═════ RECORDS FOR THE TASK

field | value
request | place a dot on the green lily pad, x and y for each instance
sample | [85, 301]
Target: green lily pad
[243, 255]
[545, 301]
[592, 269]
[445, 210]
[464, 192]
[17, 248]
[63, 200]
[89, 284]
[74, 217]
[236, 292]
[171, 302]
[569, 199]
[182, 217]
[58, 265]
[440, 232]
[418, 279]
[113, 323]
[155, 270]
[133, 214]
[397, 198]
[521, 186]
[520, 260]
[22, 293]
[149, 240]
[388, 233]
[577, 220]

══════════

:: WORK TO DO ::
Recast every row above as a JSON list of strings, one string per line, with blank lines left out.

:: EXERCISE SOLUTION ::
[
  "field | value",
  "request | place a dot on the green lily pad, x and y for each instance",
  "sample | [85, 301]",
  "Target: green lily pad",
  "[243, 255]",
  "[545, 301]",
  "[592, 269]",
  "[445, 210]",
  "[464, 192]",
  "[17, 248]",
  "[63, 200]",
  "[89, 284]",
  "[74, 217]",
  "[236, 292]",
  "[171, 302]",
  "[569, 199]",
  "[182, 217]",
  "[58, 265]",
  "[440, 232]",
  "[418, 279]",
  "[113, 323]",
  "[155, 270]",
  "[133, 214]",
  "[397, 198]",
  "[521, 186]",
  "[520, 260]",
  "[22, 293]",
  "[149, 240]",
  "[388, 233]",
  "[577, 220]"
]